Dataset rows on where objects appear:
BEGIN
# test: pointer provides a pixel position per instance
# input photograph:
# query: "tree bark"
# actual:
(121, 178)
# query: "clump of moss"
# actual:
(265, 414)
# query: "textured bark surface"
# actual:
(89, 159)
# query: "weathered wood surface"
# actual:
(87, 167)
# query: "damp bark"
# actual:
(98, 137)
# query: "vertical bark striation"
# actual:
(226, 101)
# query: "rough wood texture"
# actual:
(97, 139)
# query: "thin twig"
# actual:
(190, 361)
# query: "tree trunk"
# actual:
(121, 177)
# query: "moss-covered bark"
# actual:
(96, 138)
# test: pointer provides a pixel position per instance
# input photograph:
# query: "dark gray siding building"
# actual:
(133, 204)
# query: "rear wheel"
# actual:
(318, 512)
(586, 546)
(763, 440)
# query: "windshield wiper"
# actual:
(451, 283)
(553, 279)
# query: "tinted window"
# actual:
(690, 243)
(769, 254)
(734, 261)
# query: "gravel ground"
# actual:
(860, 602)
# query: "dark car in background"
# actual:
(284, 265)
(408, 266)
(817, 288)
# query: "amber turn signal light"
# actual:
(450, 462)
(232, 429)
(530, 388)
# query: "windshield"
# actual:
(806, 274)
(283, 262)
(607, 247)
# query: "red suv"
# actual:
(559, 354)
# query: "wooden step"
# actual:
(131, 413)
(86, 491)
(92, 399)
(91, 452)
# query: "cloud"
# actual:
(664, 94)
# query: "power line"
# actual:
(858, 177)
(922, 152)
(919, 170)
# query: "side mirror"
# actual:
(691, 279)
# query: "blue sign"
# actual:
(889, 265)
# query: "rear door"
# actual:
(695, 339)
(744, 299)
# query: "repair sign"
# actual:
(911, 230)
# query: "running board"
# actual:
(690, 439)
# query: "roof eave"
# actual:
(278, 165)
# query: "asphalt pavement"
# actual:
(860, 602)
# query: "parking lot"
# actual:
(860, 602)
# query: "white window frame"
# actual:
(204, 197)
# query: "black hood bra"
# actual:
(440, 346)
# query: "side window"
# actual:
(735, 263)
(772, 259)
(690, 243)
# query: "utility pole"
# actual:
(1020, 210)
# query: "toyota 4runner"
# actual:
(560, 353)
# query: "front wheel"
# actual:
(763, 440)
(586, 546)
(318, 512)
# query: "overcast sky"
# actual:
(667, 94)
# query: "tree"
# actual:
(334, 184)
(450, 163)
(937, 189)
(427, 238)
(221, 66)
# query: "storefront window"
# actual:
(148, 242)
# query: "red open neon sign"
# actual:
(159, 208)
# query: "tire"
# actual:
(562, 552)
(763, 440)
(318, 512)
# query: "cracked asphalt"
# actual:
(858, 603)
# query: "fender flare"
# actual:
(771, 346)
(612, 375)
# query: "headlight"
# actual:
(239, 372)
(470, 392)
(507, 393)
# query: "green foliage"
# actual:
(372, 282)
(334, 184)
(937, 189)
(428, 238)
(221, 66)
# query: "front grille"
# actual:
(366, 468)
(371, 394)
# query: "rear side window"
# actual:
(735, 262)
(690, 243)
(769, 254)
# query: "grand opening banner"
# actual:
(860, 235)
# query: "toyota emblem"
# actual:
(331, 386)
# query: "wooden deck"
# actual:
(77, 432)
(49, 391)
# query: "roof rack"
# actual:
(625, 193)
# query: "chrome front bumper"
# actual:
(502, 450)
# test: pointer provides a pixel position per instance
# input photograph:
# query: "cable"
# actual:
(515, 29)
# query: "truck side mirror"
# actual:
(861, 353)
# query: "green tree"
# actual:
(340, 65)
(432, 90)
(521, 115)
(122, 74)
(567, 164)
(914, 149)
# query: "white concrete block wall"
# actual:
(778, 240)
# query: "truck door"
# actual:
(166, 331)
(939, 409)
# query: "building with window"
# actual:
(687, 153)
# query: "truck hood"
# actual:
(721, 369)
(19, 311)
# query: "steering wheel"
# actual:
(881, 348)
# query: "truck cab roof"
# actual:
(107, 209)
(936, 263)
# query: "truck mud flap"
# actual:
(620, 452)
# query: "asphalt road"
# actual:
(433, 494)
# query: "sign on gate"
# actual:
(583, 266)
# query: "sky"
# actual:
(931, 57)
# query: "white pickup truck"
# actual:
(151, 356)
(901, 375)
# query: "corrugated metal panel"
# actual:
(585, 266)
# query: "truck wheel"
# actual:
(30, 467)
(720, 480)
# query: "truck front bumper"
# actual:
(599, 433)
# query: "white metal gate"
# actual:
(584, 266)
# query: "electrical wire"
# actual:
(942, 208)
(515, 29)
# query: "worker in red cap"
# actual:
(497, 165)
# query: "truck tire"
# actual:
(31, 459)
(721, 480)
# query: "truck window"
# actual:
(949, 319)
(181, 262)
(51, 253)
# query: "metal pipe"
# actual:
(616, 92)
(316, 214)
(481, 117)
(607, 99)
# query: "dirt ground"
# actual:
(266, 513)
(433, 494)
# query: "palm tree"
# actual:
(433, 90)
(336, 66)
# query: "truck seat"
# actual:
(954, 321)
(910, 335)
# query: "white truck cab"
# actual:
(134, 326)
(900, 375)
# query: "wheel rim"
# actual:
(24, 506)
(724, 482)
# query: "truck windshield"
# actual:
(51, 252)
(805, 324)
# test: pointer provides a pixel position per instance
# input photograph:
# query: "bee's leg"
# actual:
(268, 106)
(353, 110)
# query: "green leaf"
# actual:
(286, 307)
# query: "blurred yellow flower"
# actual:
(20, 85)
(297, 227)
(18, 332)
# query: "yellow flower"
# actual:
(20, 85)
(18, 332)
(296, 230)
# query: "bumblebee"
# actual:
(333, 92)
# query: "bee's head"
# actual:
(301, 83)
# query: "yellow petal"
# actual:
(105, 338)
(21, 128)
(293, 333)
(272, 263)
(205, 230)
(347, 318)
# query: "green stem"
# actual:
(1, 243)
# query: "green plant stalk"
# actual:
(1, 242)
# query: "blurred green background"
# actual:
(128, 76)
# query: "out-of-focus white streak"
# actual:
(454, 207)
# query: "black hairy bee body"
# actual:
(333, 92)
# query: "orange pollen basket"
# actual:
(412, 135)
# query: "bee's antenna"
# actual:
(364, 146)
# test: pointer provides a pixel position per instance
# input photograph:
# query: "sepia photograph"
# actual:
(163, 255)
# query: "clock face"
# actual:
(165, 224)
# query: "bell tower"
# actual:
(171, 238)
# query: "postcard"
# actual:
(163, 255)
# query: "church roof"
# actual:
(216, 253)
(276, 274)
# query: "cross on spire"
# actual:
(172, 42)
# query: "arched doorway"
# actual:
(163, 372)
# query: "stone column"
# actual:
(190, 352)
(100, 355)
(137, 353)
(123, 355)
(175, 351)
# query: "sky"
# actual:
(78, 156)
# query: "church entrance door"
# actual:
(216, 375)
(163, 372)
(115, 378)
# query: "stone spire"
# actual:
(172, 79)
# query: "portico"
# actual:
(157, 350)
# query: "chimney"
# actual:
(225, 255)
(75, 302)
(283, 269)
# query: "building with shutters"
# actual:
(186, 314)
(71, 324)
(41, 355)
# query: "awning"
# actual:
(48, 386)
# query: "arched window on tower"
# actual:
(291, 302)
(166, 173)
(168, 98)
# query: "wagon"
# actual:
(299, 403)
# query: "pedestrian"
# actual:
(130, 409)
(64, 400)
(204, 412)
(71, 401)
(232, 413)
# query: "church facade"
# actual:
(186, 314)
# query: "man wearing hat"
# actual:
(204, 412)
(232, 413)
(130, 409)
END
Task: Could you quote the material above in full, exactly as it stands?

Result:
# test: pointer provides a pixel position per instance
# input photograph:
# query: "tree bark"
# actual:
(121, 178)
# query: "clump of moss"
# actual:
(265, 414)
# query: "textured bark surface"
# actual:
(89, 159)
# query: "weathered wood surface"
# actual:
(87, 167)
# query: "damp bark"
# actual:
(98, 137)
# query: "vertical bark striation"
# actual:
(226, 101)
# query: "rough wood texture"
# actual:
(97, 139)
# query: "thin twig"
# actual:
(190, 361)
# query: "tree trunk"
# actual:
(121, 177)
# query: "moss-covered bark"
# actual:
(96, 138)
# test: pointer provides a pixel position per instance
# input photograph:
# query: "dark gray siding building"
# actual:
(133, 204)
# query: "rear wheel"
# actual:
(318, 512)
(586, 546)
(763, 440)
# query: "windshield wiper"
# actual:
(451, 283)
(553, 279)
# query: "tinted window"
# actual:
(690, 243)
(769, 254)
(734, 261)
# query: "gravel ground"
# actual:
(860, 602)
# query: "dark car in background"
# actual:
(284, 265)
(408, 266)
(817, 288)
# query: "amber turn signal light"
# actual:
(450, 462)
(232, 429)
(530, 388)
# query: "windshield"
# actual:
(806, 274)
(283, 262)
(607, 247)
# query: "red suv"
# actual:
(559, 354)
# query: "wooden step"
# actual:
(131, 413)
(86, 491)
(92, 399)
(91, 452)
# query: "cloud"
# actual:
(664, 94)
# query: "power line"
# actual:
(858, 177)
(922, 152)
(919, 170)
# query: "side mirror"
# actual:
(691, 279)
# query: "blue sign"
# actual:
(889, 265)
# query: "rear door"
# actual:
(695, 339)
(744, 299)
# query: "repair sign"
# actual:
(911, 230)
# query: "running board"
# actual:
(690, 439)
# query: "roof eave"
# actual:
(278, 165)
# query: "asphalt pavement"
# actual:
(860, 602)
# query: "parking lot"
# actual:
(860, 602)
# query: "white window frame"
# actual:
(204, 197)
# query: "black hood bra"
# actual:
(440, 346)
# query: "side window"
# actual:
(735, 263)
(772, 259)
(690, 243)
# query: "utility pole"
# actual:
(1020, 210)
# query: "toyota 4runner"
# actual:
(560, 353)
# query: "front wheel"
# actual:
(763, 440)
(586, 546)
(318, 512)
# query: "overcast sky"
# actual:
(667, 94)
# query: "tree"
# actual:
(334, 184)
(450, 163)
(937, 189)
(427, 238)
(221, 66)
# query: "storefront window"
# actual:
(148, 242)
# query: "red open neon sign"
# actual:
(159, 208)
# query: "tire"
# actual:
(562, 552)
(763, 440)
(318, 512)
# query: "cracked asphalt"
# actual:
(858, 603)
# query: "fender flare"
# actual:
(771, 346)
(612, 375)
# query: "headlight"
# actual:
(239, 372)
(470, 392)
(507, 393)
# query: "green foliage"
# actual:
(372, 282)
(334, 184)
(937, 189)
(428, 238)
(221, 66)
# query: "front grille"
# actual:
(366, 468)
(371, 394)
# query: "rear side window"
# actual:
(735, 262)
(690, 243)
(769, 254)
# query: "grand opening banner"
# actual:
(860, 235)
# query: "toyota emblem"
# actual:
(331, 386)
# query: "wooden deck"
# actual:
(77, 432)
(49, 391)
# query: "roof rack"
# actual:
(625, 193)
# query: "chrome front bumper"
# actual:
(502, 450)
# test: pointer provides a pixel position per instance
# input photograph:
# query: "cable"
# actual:
(515, 29)
# query: "truck side mirror"
# actual:
(861, 353)
# query: "green tree"
# actual:
(340, 65)
(432, 90)
(521, 115)
(122, 74)
(567, 164)
(914, 149)
# query: "white concrete block wall"
# actual:
(778, 240)
# query: "truck door"
# actual:
(166, 331)
(939, 409)
# query: "building with window"
# actual:
(687, 153)
# query: "truck hood"
# actual:
(721, 369)
(19, 311)
# query: "steering wheel"
# actual:
(881, 348)
# query: "truck cab roof"
# actual:
(107, 209)
(936, 263)
# query: "truck mud flap"
# actual:
(620, 452)
# query: "asphalt road"
# actual:
(433, 494)
# query: "sign on gate"
# actual:
(583, 266)
# query: "sky"
# actual:
(931, 57)
# query: "white pickup truck"
# actual:
(151, 356)
(901, 375)
# query: "corrugated metal panel"
# actual:
(585, 266)
# query: "truck wheel"
# actual:
(30, 467)
(720, 480)
# query: "truck front bumper"
# actual:
(599, 433)
# query: "white metal gate"
# actual:
(584, 266)
# query: "electrical wire"
# actual:
(942, 208)
(515, 29)
# query: "worker in red cap"
# actual:
(497, 165)
# query: "truck tire"
# actual:
(31, 459)
(721, 480)
# query: "truck window"
# actual:
(949, 319)
(181, 262)
(51, 253)
# query: "metal pipe"
# actual:
(616, 92)
(316, 214)
(481, 117)
(607, 99)
# query: "dirt ground"
# actual:
(266, 513)
(433, 494)
# query: "palm tree"
# actual:
(433, 90)
(336, 66)
# query: "truck seat"
# actual:
(954, 321)
(910, 335)
# query: "white truck cab"
# actual:
(134, 326)
(900, 375)
# query: "wheel rim"
# actual:
(24, 506)
(724, 482)
# query: "truck windshield"
# actual:
(51, 252)
(805, 324)
# test: pointer provides a pixel position per instance
# input photograph:
# query: "bee's leg"
# actual:
(268, 106)
(353, 110)
# query: "green leaf"
# actual:
(286, 307)
# query: "blurred yellow flower"
# actual:
(20, 85)
(297, 227)
(18, 332)
# query: "yellow flower"
# actual:
(20, 85)
(18, 332)
(296, 230)
# query: "bumblebee"
# actual:
(333, 92)
# query: "bee's head"
# actual:
(301, 83)
# query: "yellow petal"
# actual:
(105, 338)
(21, 128)
(293, 333)
(272, 263)
(205, 230)
(347, 318)
# query: "green stem"
# actual:
(1, 243)
# query: "green plant stalk"
# actual:
(1, 242)
# query: "blurred green background"
# actual:
(128, 76)
# query: "out-of-focus white streak"
# actual:
(454, 207)
# query: "black hairy bee body"
# actual:
(333, 92)
# query: "orange pollen basket"
# actual:
(412, 135)
# query: "bee's antenna"
# actual:
(364, 146)
# test: pointer provides a pixel position per instance
# input photograph:
# query: "sepia photograph"
# actual:
(163, 255)
# query: "clock face"
# actual:
(165, 224)
# query: "bell tower"
# actual:
(171, 238)
# query: "postcard"
# actual:
(163, 255)
# query: "church roof"
# actual:
(216, 253)
(276, 274)
# query: "cross on spire"
# actual:
(172, 42)
# query: "arched doorway"
# actual:
(163, 372)
# query: "stone column"
# actual:
(190, 352)
(100, 355)
(137, 353)
(123, 355)
(175, 351)
# query: "sky"
# actual:
(78, 156)
# query: "church entrance door"
# actual:
(216, 375)
(163, 372)
(115, 378)
# query: "stone spire"
# actual:
(172, 79)
# query: "portico"
# actual:
(157, 350)
# query: "chimney"
# actual:
(225, 255)
(75, 302)
(283, 269)
# query: "building with shutters"
# actual:
(186, 314)
(71, 324)
(41, 355)
# query: "awning"
# actual:
(48, 386)
# query: "arched window on tower"
# actual:
(291, 302)
(166, 173)
(168, 98)
# query: "wagon"
# actual:
(299, 403)
# query: "pedestrian"
# actual:
(130, 409)
(64, 400)
(204, 412)
(71, 401)
(232, 413)
# query: "church facade"
# actual:
(186, 314)
# query: "man wearing hat"
# actual:
(204, 412)
(232, 413)
(130, 409)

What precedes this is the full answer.